PROVIDED MATERIAL:
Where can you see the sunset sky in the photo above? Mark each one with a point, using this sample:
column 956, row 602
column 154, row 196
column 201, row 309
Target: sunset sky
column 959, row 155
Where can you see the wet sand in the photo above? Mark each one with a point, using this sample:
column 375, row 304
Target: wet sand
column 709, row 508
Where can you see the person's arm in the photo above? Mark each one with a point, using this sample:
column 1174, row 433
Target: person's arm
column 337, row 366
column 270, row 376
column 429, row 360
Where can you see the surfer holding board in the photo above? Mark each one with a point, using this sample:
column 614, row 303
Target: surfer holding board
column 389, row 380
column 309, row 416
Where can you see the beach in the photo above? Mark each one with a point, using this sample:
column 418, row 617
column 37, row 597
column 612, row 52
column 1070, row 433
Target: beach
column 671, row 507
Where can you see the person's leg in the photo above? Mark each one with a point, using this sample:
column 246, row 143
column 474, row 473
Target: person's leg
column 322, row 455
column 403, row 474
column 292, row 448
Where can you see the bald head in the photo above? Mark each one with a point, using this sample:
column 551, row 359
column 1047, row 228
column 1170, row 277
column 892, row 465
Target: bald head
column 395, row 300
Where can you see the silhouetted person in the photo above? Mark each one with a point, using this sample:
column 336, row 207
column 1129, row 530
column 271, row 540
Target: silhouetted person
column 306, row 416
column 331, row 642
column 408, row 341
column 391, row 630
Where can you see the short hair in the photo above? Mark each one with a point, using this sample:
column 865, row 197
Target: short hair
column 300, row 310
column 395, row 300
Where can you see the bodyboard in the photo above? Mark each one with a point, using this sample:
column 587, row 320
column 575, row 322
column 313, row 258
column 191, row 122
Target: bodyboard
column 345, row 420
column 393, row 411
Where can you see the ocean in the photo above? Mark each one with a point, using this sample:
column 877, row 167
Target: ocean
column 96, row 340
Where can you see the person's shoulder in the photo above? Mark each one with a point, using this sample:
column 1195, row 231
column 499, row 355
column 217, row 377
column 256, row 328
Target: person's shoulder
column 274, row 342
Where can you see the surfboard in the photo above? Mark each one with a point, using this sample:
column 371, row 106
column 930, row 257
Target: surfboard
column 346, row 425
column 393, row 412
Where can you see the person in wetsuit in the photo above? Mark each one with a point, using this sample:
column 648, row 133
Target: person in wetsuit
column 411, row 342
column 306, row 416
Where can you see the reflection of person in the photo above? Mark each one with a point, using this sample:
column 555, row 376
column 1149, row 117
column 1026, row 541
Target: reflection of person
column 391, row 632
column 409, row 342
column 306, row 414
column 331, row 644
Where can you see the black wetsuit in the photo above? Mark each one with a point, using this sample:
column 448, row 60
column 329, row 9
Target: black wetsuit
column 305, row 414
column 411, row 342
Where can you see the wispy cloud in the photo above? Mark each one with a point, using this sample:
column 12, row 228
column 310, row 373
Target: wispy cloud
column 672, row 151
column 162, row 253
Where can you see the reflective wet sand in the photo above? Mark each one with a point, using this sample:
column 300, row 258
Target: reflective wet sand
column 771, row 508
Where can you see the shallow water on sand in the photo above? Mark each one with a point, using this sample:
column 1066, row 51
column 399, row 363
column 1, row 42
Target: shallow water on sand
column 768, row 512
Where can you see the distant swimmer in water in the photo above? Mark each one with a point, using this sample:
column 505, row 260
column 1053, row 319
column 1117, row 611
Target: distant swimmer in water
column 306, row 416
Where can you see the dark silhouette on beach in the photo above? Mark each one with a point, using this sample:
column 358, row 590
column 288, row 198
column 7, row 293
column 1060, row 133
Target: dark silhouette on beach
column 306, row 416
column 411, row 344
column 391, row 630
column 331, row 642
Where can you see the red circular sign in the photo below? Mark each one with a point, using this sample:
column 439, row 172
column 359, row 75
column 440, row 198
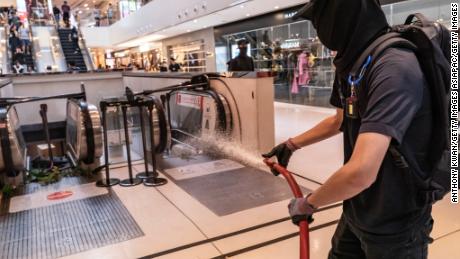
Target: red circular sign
column 59, row 195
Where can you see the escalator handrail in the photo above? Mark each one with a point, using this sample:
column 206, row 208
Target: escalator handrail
column 32, row 51
column 9, row 57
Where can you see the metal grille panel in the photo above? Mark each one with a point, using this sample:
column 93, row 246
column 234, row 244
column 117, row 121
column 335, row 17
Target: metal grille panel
column 67, row 228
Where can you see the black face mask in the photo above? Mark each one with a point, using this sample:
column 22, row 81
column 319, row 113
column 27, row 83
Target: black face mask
column 348, row 27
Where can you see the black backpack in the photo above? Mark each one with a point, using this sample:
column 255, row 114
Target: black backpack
column 431, row 42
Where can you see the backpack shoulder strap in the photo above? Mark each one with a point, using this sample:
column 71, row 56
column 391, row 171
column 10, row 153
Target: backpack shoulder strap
column 389, row 40
column 420, row 17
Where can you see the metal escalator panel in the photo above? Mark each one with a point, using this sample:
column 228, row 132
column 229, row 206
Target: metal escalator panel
column 200, row 113
column 4, row 64
column 13, row 146
column 47, row 49
column 84, row 132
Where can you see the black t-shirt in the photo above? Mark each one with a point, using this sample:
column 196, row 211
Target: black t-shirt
column 174, row 67
column 241, row 63
column 399, row 106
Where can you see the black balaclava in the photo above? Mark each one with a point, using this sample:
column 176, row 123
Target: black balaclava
column 348, row 27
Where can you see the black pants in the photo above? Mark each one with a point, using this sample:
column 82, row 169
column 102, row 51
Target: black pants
column 350, row 243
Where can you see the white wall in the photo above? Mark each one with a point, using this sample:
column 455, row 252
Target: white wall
column 207, row 35
column 154, row 16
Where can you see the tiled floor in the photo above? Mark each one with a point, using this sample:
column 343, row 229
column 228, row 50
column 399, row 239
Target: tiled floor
column 171, row 219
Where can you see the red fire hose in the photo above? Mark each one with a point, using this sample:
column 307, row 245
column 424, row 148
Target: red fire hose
column 303, row 225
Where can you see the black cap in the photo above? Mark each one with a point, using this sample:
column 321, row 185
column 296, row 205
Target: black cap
column 306, row 12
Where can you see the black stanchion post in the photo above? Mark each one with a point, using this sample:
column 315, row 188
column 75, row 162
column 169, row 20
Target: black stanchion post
column 107, row 182
column 146, row 174
column 168, row 98
column 131, row 181
column 155, row 181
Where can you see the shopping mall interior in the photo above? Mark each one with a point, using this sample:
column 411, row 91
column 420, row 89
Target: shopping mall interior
column 127, row 132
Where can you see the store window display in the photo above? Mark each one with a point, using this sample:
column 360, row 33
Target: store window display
column 191, row 56
column 303, row 66
column 242, row 62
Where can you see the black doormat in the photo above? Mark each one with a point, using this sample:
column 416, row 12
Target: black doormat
column 67, row 228
column 228, row 192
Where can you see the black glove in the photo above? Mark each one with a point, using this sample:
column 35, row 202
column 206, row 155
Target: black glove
column 300, row 209
column 283, row 153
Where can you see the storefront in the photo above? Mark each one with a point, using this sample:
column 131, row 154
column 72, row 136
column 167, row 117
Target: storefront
column 147, row 57
column 304, row 67
column 194, row 51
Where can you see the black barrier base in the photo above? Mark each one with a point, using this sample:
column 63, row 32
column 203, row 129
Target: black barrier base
column 130, row 182
column 107, row 182
column 153, row 182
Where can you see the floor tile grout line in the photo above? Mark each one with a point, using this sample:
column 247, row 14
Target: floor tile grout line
column 273, row 241
column 190, row 219
column 446, row 235
column 231, row 234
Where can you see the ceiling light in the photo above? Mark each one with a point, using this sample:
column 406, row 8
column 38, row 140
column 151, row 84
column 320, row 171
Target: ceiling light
column 237, row 2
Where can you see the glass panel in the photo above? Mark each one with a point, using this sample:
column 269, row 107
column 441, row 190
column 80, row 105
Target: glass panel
column 47, row 49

THE REQUEST:
Copy all of the lines above word for word, and leave the pictures out of your copy.

OUTPUT:
Where can you see the sunset sky in the photo above? Mark each one with a point, using this sample:
column 956, row 602
column 154, row 196
column 201, row 309
Target: sunset sky
column 959, row 155
Where can you see the wet sand in the photo above? Mark each one with a point, using this sample:
column 375, row 304
Target: wet sand
column 709, row 508
Where can you see the person's arm in the photo above? Mark each one with a point, using this sample:
column 1174, row 433
Target: person's arm
column 337, row 366
column 270, row 376
column 429, row 360
Where can you see the surfer holding board in the photo above? Mark each one with a point, using this sample:
column 614, row 303
Target: surfer holding board
column 389, row 380
column 309, row 416
Where can you see the beach in the photo above? Mark each one with a point, using this sample:
column 418, row 617
column 37, row 597
column 612, row 52
column 1070, row 433
Target: beach
column 671, row 507
Where can you see the person's leg in the photo above? Mark each one with a point, using this sample:
column 246, row 143
column 474, row 473
Target: person's leg
column 322, row 455
column 403, row 474
column 292, row 448
Where can you see the bald head in the photo above? Mark each one with a point, using this sample:
column 551, row 359
column 1047, row 228
column 1170, row 277
column 892, row 465
Target: bald head
column 395, row 300
Where can you see the silhouetted person in the photo above? Mark each one with a point, using this sample:
column 336, row 207
column 1129, row 530
column 271, row 540
Target: silhouetted person
column 306, row 416
column 331, row 642
column 408, row 341
column 391, row 630
Where can you see the short hair in the photo above? Mark each one with a point, using this sample:
column 865, row 197
Target: short hair
column 300, row 310
column 395, row 300
Where can you see the bodyboard in the photo above? Mark each one with a point, using this sample:
column 587, row 320
column 575, row 322
column 313, row 258
column 191, row 122
Target: bodyboard
column 345, row 420
column 393, row 411
Where can you see the ocean in the photo above? Mark each one with a point, using this sample:
column 877, row 167
Target: ocean
column 96, row 340
Where can you see the person's shoulder in the photo above? Mark each one with a point, using this sample:
column 1195, row 231
column 499, row 355
column 217, row 377
column 256, row 328
Target: person's shoulder
column 274, row 342
Where can you see the surfboard in the photo above? Mark each one with a point, using this sample:
column 371, row 106
column 930, row 257
Target: surfboard
column 346, row 425
column 393, row 412
Where can you see the person in wetsuit in the photo above? Mark each one with a point, using this sample:
column 648, row 133
Target: person in wetsuit
column 411, row 342
column 306, row 416
Where can you see the reflection of person in the photo above? Mark each one with a point, using this sample:
column 555, row 376
column 1149, row 117
column 1026, row 541
Target: reflection of person
column 391, row 632
column 409, row 342
column 306, row 414
column 331, row 644
Where can you see the black wetsuit in the photo above? Mark each one with a point, using this sample:
column 448, row 60
column 329, row 9
Target: black wetsuit
column 305, row 414
column 411, row 342
Where can you see the wispy cloud in the photo above? Mark each one with a point, using this sample:
column 12, row 228
column 310, row 373
Target: wispy cloud
column 672, row 151
column 162, row 253
Where can you see the reflective wet sand in the photo above? Mark each one with a point, using this sample:
column 300, row 258
Target: reflective wet sand
column 771, row 508
Where can you see the shallow water on sand in the photo above? Mark each one with a point, using this sample:
column 1066, row 51
column 399, row 363
column 1, row 42
Target: shallow water on sand
column 768, row 512
Where can you see the distant swimmer in water in the photo above? Mark each one with a point, using this sample:
column 505, row 260
column 1053, row 319
column 1117, row 611
Target: distant swimmer in water
column 306, row 416
Where can you see the dark silhouette on beach in the photo above? Mark each one with a point, using this sample:
column 358, row 590
column 288, row 198
column 7, row 293
column 1060, row 133
Target: dark silhouette on beach
column 306, row 416
column 411, row 344
column 391, row 630
column 331, row 642
Where can you see the red circular sign in the photo below? Mark each one with a point, using this sample:
column 439, row 172
column 359, row 75
column 440, row 198
Target: red circular sign
column 59, row 195
Where can you see the escalator handrail in the photo above? Mark each one with a point, using this sample:
column 206, row 208
Target: escalator handrail
column 32, row 51
column 9, row 57
Where can you see the metal grille panel in the photo above? Mark each one with a point, using this sample:
column 93, row 246
column 234, row 244
column 117, row 121
column 335, row 17
Target: metal grille panel
column 67, row 228
Where can you see the black face mask in the photo above? Mark each one with a point, using this sample:
column 22, row 81
column 319, row 113
column 27, row 83
Target: black face mask
column 348, row 27
Where can you see the black backpack in the photo above? Mark each one with a point, using this sample:
column 255, row 114
Target: black backpack
column 431, row 42
Where can you see the backpack shoulder strap in the photo above? Mark each one with a point, using this sample:
column 71, row 56
column 391, row 171
column 10, row 153
Target: backpack shoulder strap
column 389, row 40
column 420, row 17
Where can you see the metal escalator panel in the photo above? Mark each one with a point, using this sample:
column 228, row 132
column 229, row 206
Target: metal escalator panel
column 200, row 113
column 4, row 64
column 13, row 146
column 47, row 49
column 84, row 132
Where can you see the black t-shirt in the photo above? Mark each one with a point, using this sample:
column 196, row 211
Target: black t-shirt
column 174, row 67
column 241, row 63
column 399, row 106
Where can you see the black balaclava in the photo above? Mark each one with a point, using this sample:
column 176, row 123
Target: black balaclava
column 348, row 27
Where can you see the black pants in the photo above? Mark each one with a point, using this sample:
column 82, row 169
column 102, row 51
Target: black pants
column 350, row 243
Where can you see the white wall in the photo above? Mark each one with a point, using this sample:
column 455, row 252
Target: white wall
column 207, row 35
column 154, row 16
Where can you see the tiled floor in the photo above? Mark each one with a point, using this sample:
column 343, row 229
column 228, row 50
column 399, row 239
Target: tiled floor
column 171, row 219
Where can you see the red fire hose in the photo above? Mark each one with a point, using this sample:
column 307, row 245
column 424, row 148
Target: red fire hose
column 303, row 225
Where can you see the black cap in the photo above? Mark each one with a point, using this sample:
column 321, row 185
column 296, row 205
Target: black cap
column 306, row 12
Where can you see the black stanchion post in the photo above? Mark each one with a point, using this sample:
column 315, row 188
column 75, row 162
column 169, row 20
Target: black stanchion post
column 107, row 182
column 146, row 174
column 168, row 98
column 131, row 181
column 155, row 181
Where can you see the shopping mall interior in the photo above? Mark each one with a point, using this sample:
column 411, row 91
column 420, row 89
Target: shopping mall interior
column 127, row 132
Where can you see the store window display in the photo above? Mark each one with a point, using this sample:
column 360, row 33
Target: store window display
column 191, row 56
column 303, row 66
column 242, row 62
Where can you see the black doormat in the photo above? Mark each one with a point, using this sample:
column 416, row 12
Target: black doormat
column 67, row 228
column 228, row 192
Where can you see the black glove in the photo above? Mark each one with a point, using this sample:
column 35, row 202
column 206, row 155
Target: black glove
column 300, row 209
column 283, row 153
Where can you see the storefront in the photo above? Mark each one with a point, using this sample:
column 131, row 154
column 72, row 136
column 167, row 117
Target: storefront
column 147, row 57
column 304, row 67
column 194, row 51
Where can you see the black barrier base in the photo above? Mark each one with a point, using this sample:
column 63, row 32
column 203, row 129
Target: black barrier base
column 130, row 182
column 107, row 182
column 153, row 182
Where can you see the floor tile grout line in the photo above? Mark each one with a point, using this sample:
column 247, row 14
Target: floor tile grout line
column 273, row 241
column 190, row 219
column 446, row 235
column 231, row 234
Where can you see the ceiling light in the photo above? Mark each one with a point, using this sample:
column 406, row 8
column 38, row 140
column 151, row 84
column 320, row 171
Target: ceiling light
column 237, row 2
Where can you see the glass panel in the photo above? Mark each one with a point, using this sample:
column 269, row 107
column 441, row 190
column 80, row 105
Target: glass panel
column 47, row 49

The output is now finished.